◆ **Referring expression pointing data**
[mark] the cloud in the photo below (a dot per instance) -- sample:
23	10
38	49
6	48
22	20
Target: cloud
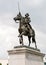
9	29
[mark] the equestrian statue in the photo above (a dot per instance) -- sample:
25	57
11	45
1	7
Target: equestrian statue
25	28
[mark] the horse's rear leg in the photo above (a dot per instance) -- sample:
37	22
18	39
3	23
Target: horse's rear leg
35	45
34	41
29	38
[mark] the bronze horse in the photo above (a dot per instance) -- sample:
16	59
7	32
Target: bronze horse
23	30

--

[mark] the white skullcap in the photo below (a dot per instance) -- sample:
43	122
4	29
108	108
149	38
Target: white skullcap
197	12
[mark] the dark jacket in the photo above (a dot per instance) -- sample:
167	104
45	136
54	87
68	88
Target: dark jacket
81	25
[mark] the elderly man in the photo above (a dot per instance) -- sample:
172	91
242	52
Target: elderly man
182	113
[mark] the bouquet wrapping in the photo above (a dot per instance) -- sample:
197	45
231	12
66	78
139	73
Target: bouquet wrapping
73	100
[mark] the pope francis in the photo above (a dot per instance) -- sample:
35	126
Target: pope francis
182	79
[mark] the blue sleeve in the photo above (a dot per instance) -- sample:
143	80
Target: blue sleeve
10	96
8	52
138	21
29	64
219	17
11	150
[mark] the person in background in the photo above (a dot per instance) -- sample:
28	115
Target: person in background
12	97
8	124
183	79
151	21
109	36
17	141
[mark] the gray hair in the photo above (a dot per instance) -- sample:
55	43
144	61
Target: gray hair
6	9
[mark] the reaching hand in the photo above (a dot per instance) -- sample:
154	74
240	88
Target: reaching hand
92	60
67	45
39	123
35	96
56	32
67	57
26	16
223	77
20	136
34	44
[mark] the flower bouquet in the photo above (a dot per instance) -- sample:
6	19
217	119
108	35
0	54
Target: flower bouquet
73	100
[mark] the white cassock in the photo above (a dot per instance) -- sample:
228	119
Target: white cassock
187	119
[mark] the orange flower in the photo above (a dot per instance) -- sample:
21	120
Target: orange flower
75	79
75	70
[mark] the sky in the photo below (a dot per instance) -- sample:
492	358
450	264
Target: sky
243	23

◆ **Assigned task**
Look through the data above. Copy every line with the string "below" in it.

◆ **Final answer**
[mark] the cloud in the photo below (a dot per instance) -- sample:
[mark] the white skullcap in the photo below (a dot per instance) -- sample:
[mark] the sky in the photo below (a dot per instance) -- sample:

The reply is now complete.